• [Objectives]
**1.** Print the passage on influential Instagram posts from "Once the appropriate" to "a validation dataset.".
**2.** Answer these questions using the passage on influential Instagram posts:
(a) Which norm normalizes the keyword representations?
(b) Into how many clusters are hashtags grouped in the experiment?
(c) Which kernel function serves the hashtag representation method?

• [Selection]
□ □ □ □ □ □ □
Similar to a bag-of-words (BoW) model, first a dictionary of keyword is formed by identifying the words that occur more than a certain number of times in the corpus. This results in a collection of N unique keywords. In the next step, the similarity between every pair of keywords $(w, w')$ in the dictionary is calculated based on Jaccard similarity measure

Jaccard (w, w') = \frac{| {d \in D : w \in d and w' \in d} |}{| {d \in D : w \in d or w' \in d} |}

(3)

This produces a vector representation for each unique keyword that encodes its co-occurrences with other keywords in the documents. L1-norm is finally used to normalize the representations. Taking these vectors as the word representations and TF-IDF coefficients as their weights, the final representation of a document is obtained similar to the previous approach, by taking weighted average.

Representing hashtags

Previous studies have investigated hashtags in Instagram for purposes such as picture recommendation²² and automatic image annotation (AIA).²³ The method proposed for picture recommendation by Huang and Wang²² builds a correlation matrix based on the hashtags’ co-occurrence and their synonymity. Then it uses a weighting scheme, which considers a hashtag more valuable, if it has more co-occurrence with other hashtags. Argyrou et al.²³ apply LDA (latent Dirichlet allocation) on hashtags in order to find the subject of an image, which can lead to AIA.

The method proposed in this paper for hashtag representation uses the co-occurrence statistics method described in the previous section, within a BoW framework. Given the fact that hashtags are often sparse, without any type of ordering, and not following any particular linguistic vocabulary, the previous co-occurrence statistics method is changed such that not only lower dimensional representations can be produced for hashtags, but also a better modeling of hashtags’ semantics can be obtained.

The co-occurrence representations of all hashtags are used along with the Jaccard similarity metric to form an affinity matrix, where each element $(i, j)$ indicates the similarity between hashtags $i$ and $j$ .

The Affinity Propagation algorithm²⁴ is then used to cluster hashtags into C groups (where C = 280 in our experiment). Using this setup, each post is finally represented based on its hashtags through a histogram of C bins, where each bin indicates the frequency of hashtags belonging to a certain cluster.

Classification

Once the appropriate features are extracted from each post’s content, the task of identifying influential posts can be considered as a binary classification problem where we have to decide whether or not a post is influential based on its representation. We use two support vector machine (SVM) classifiers, one for hashtags and the other for captions. The two classifiers are combined in the kernel space by computing a weighted average over the individual kernels. RBF (radial basis function) is used as the kernel function for caption representation methods and histogram intersection as the kernel function for hashtag representation method; the weight of each kernel is determined according to its accuracy on a validation dataset.
□ □ □ □ □ □ □
• [Data extract]
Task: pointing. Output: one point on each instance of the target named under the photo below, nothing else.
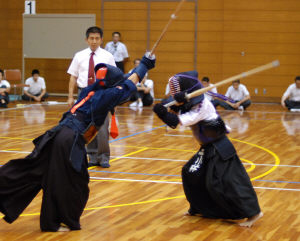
□ □ □ □ □ □ □
• [Outputs in order]
**1.**
Once the appropriate features are extracted from each post’s content, the task of identifying influential posts can be considered as a binary classification problem where we have to decide whether or not a post is influential based on its representation. We use two support vector machine (SVM) classifiers, one for hashtags and the other for captions. The two classifiers are combined in the kernel space by computing a weighted average over the individual kernels. RBF (radial basis function) is used as the kernel function for caption representation methods and histogram intersection as the kernel function for hashtag representation method; the weight of each kernel is determined according to its accuracy on a validation dataset.

**2.**
(a) The L1-norm.
(b) 280 clusters (C = 280).
(c) Histogram intersection.